--- START MATERIAL PROVIDED ---

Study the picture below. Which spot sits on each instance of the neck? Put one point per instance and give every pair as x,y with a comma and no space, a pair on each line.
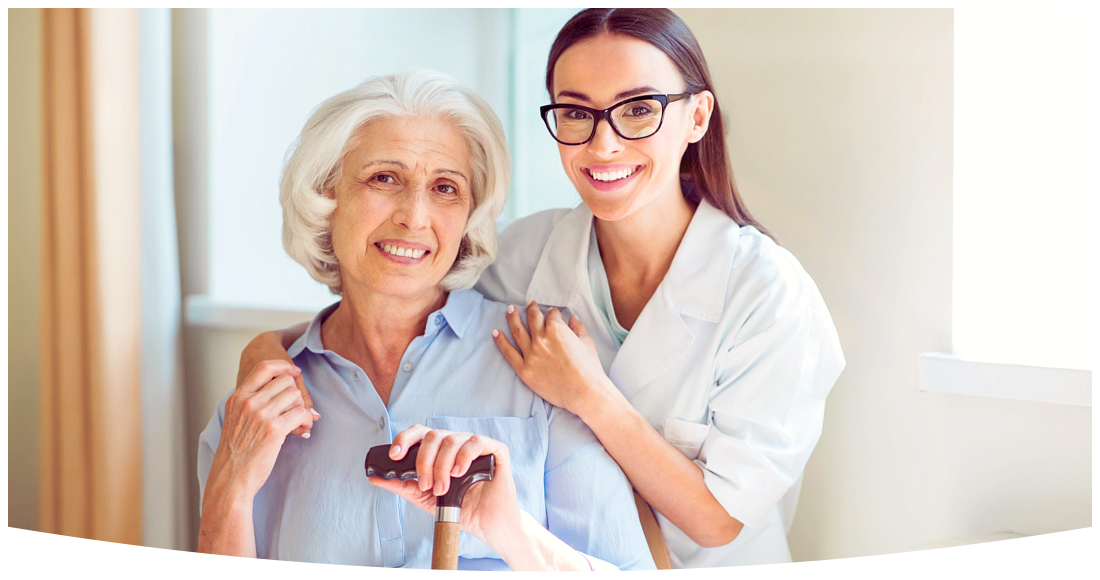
641,245
374,330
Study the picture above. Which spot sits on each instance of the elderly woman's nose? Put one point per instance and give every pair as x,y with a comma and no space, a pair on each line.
413,209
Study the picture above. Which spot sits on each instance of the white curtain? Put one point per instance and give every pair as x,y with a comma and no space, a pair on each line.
164,450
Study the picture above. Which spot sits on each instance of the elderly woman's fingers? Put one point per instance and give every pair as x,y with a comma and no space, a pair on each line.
518,330
444,460
406,439
473,448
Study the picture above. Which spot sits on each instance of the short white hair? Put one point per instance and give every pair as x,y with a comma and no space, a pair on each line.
315,161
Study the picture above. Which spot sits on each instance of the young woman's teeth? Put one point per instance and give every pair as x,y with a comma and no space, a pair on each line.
611,176
404,252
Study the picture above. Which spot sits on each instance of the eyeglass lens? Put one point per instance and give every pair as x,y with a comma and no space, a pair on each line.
633,120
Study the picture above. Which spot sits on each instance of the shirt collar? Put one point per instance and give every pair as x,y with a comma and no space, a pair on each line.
458,314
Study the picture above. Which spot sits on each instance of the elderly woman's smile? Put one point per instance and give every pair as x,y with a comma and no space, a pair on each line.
403,200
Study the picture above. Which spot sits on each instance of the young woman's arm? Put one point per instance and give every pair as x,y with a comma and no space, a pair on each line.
580,385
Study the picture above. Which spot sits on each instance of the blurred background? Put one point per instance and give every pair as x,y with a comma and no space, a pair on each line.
937,190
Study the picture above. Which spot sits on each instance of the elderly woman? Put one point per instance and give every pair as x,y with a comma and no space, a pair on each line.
388,198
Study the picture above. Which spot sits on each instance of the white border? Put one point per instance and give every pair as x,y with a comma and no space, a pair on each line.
949,373
647,573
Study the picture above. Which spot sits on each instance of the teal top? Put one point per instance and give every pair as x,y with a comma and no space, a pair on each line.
602,291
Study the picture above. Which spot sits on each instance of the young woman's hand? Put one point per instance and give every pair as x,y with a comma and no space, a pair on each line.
554,359
272,346
490,509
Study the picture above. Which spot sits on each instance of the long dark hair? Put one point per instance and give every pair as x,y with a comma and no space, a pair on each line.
705,168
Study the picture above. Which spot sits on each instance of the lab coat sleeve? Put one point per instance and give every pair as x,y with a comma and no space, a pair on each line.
589,501
768,404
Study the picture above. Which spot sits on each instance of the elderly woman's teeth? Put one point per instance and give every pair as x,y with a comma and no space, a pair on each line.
404,252
611,176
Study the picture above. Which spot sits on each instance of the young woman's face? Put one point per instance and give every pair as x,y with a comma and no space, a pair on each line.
617,177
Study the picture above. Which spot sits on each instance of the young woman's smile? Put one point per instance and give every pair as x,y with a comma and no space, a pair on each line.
615,176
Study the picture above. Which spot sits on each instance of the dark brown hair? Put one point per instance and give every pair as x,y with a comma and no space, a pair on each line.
705,168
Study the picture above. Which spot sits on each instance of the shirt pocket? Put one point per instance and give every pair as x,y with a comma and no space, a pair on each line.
527,447
686,436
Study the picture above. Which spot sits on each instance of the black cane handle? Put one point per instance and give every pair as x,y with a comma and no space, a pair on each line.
378,464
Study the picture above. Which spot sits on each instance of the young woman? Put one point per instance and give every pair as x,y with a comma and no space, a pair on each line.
697,350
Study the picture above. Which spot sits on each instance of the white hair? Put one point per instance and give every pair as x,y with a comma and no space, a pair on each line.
315,161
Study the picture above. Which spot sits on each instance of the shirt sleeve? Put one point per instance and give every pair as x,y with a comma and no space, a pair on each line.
208,445
768,403
589,501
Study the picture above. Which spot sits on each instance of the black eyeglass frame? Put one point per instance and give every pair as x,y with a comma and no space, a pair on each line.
606,115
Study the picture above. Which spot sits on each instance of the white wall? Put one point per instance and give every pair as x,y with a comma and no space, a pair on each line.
842,142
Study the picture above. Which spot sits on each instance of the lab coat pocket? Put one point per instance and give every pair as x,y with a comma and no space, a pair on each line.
686,436
527,447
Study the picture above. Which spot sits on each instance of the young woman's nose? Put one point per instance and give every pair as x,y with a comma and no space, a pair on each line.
413,209
606,141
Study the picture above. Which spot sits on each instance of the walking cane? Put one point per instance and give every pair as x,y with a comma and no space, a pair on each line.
444,548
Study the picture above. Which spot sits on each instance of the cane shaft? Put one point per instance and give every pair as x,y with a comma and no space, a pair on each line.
444,550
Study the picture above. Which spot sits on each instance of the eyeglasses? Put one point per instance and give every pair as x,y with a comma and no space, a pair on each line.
634,118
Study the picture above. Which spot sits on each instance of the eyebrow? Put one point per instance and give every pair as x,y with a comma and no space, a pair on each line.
402,165
620,96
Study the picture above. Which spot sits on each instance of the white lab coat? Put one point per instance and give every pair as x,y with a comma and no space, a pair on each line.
730,361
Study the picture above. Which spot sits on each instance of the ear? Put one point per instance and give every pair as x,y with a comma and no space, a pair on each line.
701,116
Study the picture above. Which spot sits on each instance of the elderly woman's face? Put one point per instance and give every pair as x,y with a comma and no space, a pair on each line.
403,201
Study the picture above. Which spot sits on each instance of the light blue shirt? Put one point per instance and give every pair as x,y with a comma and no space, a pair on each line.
318,506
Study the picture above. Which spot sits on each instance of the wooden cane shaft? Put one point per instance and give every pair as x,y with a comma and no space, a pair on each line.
444,550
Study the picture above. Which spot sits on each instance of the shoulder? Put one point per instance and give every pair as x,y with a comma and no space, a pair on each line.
519,248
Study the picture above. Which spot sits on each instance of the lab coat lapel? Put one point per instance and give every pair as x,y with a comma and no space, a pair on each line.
561,278
695,286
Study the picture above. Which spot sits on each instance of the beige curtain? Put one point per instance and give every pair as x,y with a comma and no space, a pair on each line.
90,304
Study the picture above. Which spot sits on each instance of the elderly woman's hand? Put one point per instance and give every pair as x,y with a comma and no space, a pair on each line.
490,509
259,416
272,346
554,359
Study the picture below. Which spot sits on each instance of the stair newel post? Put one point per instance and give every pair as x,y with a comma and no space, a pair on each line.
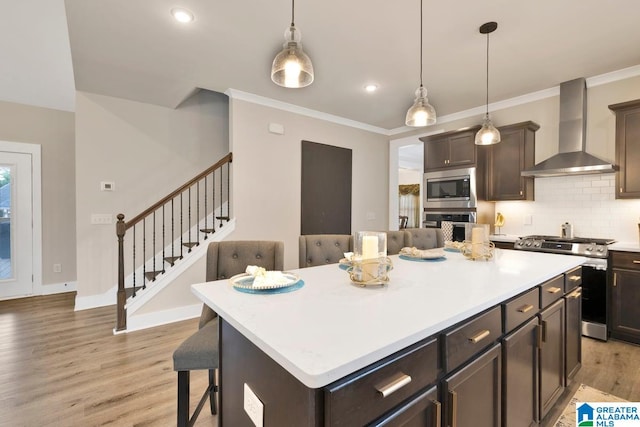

--- END MATERIAL PROVIDED ---

## TASK PROMPT
Please go through the data above and copy out every line that contains the word "coat". Only exact-case matches count.

## ANSWER TO THIS TASK
Study the picture above. Which spot sits on each instance of the lab coat sleeve? Put one point per instance and give every pair as x,y with a comma and no space, a pair on each line.
Study the picture above. Which spot sits on each instance of the lab coat pocket? Put one point per instance and give every pair as x,y with a comma and no space, a pair on each line.
Study the picture above. Which spot sits on each instance of the white lab coat? Put one point per instance and give every pair as x,y with a comma and no space, a pair on each line.
Study the picture above. Which spot sits on each instance of the lab coat lapel? Put one point per instance and give every pair as x,y with a comma and no space, a pair on each line.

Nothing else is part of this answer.